Task prompt
Please repeat the lines between the one containing "the woman's bare" and the one containing "point(89, 92)", inclusive, swapping "intersection tally" for "overlap count" and leaving everything else unchanged.
******************************
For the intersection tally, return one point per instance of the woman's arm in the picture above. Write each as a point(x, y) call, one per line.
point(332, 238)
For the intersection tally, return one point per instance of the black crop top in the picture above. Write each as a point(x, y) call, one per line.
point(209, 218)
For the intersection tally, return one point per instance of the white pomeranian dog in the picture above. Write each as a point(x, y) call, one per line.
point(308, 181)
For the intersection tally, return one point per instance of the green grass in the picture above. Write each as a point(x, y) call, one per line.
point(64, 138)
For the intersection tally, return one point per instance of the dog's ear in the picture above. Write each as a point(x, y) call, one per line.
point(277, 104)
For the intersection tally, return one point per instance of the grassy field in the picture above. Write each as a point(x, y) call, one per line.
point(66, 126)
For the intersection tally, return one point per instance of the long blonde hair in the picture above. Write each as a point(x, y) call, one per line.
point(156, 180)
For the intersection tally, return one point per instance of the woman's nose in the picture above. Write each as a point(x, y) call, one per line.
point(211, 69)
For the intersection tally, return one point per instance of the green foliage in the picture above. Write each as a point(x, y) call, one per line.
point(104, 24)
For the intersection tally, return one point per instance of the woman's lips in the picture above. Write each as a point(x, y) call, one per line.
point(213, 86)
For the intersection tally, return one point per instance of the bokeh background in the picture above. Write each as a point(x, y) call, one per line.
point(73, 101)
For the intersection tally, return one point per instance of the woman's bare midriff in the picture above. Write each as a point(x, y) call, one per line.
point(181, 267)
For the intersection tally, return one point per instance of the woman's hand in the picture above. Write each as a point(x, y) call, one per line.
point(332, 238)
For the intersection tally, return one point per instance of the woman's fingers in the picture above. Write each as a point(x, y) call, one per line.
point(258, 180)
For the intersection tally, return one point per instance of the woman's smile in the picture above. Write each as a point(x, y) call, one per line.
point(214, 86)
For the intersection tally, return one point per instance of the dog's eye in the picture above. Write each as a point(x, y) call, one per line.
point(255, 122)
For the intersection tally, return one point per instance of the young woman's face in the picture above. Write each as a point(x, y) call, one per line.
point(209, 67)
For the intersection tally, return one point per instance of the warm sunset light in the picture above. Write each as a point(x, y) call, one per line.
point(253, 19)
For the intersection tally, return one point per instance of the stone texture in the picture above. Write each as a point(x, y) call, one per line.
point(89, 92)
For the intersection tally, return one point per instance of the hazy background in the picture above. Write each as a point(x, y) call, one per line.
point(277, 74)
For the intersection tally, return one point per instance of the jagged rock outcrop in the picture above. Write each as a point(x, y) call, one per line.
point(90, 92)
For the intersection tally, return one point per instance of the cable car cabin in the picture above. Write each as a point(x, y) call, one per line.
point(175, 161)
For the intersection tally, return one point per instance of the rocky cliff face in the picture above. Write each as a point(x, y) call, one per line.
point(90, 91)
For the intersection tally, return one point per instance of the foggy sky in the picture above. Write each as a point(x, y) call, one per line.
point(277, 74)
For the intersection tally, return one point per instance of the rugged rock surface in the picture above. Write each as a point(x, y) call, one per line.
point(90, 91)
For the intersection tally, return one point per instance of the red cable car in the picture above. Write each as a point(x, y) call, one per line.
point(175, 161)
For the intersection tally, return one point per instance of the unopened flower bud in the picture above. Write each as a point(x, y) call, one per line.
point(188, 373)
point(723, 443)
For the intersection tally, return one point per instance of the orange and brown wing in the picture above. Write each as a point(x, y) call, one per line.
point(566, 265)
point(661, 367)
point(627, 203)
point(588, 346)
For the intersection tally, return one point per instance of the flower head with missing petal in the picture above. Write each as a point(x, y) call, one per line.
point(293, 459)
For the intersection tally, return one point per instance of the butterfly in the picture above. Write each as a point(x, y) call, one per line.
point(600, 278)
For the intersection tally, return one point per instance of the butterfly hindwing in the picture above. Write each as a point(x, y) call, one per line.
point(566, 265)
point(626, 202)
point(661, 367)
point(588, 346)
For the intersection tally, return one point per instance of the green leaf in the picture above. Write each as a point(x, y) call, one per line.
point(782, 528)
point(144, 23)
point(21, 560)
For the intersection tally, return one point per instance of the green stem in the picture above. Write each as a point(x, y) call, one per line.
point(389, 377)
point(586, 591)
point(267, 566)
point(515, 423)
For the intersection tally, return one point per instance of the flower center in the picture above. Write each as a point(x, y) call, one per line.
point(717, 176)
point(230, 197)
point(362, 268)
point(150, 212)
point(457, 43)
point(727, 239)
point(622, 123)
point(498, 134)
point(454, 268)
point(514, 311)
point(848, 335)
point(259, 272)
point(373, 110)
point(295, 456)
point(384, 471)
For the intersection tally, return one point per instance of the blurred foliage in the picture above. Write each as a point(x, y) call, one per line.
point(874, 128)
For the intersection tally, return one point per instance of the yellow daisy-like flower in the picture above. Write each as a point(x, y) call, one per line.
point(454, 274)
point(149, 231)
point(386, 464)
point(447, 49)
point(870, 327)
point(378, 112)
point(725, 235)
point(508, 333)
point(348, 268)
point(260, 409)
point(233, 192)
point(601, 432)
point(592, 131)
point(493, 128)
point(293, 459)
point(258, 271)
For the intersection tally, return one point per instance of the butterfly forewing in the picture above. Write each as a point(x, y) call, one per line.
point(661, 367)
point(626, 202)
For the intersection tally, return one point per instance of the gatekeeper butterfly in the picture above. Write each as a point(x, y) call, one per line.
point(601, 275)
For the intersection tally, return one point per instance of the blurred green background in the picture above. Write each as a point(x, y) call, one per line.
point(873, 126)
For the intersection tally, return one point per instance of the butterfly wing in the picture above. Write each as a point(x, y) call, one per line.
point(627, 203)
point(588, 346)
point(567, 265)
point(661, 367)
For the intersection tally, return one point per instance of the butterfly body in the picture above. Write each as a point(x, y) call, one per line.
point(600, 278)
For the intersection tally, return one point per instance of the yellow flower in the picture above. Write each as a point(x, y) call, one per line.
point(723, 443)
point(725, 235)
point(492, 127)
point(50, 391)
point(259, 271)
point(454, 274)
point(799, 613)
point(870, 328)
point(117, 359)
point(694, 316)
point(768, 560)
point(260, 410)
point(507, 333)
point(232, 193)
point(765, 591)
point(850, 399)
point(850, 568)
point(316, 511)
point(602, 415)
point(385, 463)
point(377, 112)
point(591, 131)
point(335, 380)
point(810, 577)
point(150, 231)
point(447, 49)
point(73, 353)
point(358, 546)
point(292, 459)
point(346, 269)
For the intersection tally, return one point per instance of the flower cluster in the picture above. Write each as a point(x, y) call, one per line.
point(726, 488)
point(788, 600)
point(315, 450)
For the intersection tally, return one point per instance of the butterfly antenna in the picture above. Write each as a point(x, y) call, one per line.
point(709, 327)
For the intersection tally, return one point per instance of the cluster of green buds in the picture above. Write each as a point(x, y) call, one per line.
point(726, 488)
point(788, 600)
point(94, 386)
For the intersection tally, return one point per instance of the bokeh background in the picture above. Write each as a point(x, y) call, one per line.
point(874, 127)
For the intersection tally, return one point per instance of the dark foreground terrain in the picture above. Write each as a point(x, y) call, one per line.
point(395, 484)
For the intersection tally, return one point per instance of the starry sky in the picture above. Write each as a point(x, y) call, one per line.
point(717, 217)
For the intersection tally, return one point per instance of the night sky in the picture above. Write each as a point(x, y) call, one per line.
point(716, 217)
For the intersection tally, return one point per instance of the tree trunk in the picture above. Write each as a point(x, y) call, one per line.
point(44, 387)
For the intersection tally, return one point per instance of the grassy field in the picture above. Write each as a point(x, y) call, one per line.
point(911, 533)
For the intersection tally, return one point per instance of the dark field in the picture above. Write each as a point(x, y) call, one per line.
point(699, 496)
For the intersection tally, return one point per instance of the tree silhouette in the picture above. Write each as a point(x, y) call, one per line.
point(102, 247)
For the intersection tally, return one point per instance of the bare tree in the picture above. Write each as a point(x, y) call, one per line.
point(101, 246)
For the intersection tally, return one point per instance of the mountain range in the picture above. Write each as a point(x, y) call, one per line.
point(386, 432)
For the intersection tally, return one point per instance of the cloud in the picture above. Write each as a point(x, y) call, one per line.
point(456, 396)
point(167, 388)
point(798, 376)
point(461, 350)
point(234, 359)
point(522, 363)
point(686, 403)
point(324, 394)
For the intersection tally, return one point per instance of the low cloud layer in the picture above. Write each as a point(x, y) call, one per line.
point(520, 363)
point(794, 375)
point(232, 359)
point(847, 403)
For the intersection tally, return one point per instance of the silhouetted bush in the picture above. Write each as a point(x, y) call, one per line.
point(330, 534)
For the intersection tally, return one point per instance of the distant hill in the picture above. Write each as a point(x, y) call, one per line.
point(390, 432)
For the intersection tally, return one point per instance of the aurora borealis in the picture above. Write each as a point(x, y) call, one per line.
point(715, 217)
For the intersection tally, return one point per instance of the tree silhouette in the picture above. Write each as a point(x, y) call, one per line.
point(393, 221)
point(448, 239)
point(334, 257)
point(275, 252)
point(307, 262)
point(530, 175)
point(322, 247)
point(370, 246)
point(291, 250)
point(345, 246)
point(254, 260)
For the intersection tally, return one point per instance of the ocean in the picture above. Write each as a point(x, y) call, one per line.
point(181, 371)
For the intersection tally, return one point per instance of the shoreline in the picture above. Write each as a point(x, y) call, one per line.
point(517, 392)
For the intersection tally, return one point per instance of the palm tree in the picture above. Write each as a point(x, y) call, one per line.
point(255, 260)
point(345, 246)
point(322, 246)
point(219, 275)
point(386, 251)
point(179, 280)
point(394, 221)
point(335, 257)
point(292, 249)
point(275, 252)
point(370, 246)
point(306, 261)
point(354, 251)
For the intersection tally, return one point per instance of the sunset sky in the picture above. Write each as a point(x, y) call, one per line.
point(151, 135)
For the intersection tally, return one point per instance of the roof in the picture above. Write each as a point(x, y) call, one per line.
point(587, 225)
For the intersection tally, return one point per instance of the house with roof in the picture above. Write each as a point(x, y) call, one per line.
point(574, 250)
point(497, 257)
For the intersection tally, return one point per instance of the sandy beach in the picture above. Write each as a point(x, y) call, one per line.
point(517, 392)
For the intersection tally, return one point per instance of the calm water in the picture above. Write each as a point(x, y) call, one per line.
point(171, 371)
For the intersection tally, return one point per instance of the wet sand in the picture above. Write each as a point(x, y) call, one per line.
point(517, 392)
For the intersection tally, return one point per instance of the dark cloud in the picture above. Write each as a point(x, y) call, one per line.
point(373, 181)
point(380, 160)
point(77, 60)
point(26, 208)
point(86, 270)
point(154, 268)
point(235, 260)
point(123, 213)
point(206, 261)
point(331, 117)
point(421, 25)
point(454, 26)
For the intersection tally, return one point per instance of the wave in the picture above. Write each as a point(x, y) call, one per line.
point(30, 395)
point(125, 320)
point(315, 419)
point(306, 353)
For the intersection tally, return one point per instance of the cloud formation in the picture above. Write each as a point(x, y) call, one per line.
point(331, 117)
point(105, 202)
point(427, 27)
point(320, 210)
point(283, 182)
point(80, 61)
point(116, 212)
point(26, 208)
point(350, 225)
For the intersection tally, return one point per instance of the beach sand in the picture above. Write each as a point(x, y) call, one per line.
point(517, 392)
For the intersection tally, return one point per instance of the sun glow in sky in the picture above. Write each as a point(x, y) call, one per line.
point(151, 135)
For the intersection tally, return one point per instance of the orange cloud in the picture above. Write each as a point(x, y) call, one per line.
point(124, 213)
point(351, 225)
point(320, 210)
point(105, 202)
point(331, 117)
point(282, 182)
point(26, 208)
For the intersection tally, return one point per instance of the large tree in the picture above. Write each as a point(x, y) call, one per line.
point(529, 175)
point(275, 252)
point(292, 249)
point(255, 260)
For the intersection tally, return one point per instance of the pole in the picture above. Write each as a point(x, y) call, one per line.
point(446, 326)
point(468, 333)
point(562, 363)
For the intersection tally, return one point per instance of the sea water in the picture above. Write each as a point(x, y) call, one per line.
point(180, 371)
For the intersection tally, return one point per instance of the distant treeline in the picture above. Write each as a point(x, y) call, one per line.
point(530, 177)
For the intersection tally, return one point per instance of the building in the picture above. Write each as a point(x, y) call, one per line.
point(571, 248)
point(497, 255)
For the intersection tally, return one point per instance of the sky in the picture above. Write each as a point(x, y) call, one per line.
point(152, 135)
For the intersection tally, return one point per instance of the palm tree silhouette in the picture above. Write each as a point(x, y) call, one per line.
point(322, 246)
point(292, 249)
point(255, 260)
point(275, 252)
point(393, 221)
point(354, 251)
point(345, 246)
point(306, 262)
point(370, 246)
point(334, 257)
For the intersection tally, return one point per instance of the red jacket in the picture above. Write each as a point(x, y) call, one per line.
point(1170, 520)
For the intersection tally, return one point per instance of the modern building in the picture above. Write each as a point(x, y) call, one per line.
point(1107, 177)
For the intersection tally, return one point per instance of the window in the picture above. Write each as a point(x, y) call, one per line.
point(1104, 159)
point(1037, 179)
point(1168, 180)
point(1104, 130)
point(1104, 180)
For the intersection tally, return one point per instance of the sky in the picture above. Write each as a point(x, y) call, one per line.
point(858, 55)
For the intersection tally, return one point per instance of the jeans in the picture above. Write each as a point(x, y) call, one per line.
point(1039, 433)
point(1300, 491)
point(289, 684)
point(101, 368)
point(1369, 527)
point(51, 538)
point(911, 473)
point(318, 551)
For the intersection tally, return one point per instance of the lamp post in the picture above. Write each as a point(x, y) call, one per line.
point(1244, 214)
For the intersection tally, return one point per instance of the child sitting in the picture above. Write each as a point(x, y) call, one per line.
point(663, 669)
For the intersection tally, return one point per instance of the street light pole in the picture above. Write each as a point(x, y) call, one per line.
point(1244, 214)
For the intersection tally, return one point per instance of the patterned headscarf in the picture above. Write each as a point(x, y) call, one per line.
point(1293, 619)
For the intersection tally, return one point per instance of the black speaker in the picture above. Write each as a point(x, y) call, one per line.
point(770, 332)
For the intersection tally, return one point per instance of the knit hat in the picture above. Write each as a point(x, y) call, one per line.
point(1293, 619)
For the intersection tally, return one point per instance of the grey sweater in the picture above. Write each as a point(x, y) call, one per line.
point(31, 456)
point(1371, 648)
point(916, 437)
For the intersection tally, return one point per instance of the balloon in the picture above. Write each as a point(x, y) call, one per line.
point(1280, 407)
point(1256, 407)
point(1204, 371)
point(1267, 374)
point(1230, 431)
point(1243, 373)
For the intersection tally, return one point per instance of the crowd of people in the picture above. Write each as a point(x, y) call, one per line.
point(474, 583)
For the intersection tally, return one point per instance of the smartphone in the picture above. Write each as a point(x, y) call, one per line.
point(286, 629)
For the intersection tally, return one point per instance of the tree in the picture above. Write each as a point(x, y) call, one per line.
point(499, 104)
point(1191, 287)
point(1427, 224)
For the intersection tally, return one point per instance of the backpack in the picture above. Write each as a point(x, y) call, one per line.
******************************
Answer for this exercise
For the overlap count, return one point per instance of the woman's bare midriff in the picture above. Write each as a point(x, y) call, one per line.
point(181, 267)
For the overlap count, return one point per instance of the woman's hand in the picture above. Write each as a point(x, y) call, one per line.
point(332, 238)
For the overlap count, return one point per instance of the woman's fingers in the picture above. Write each as a point(x, y) call, one per line.
point(258, 180)
For the overlap count, return one point per instance of the woman's smile in the picture above. Write each as a point(x, y) call, one per line.
point(214, 86)
For the overlap count, return one point per instance of the dog's eye in the picture above. Write each as a point(x, y) call, one per line.
point(255, 122)
For the overlap count, return one point per instance of the young woman's face in the picture above. Write each as a point(x, y) call, one per line.
point(209, 67)
For the overlap count, return one point per instance of the warm sunset light in the picture above. Write each as a point(x, y) call, one per line.
point(253, 19)
For the overlap count, return one point per instance of the stone texture in the picture above. Write each as a point(x, y) call, one per line.
point(89, 92)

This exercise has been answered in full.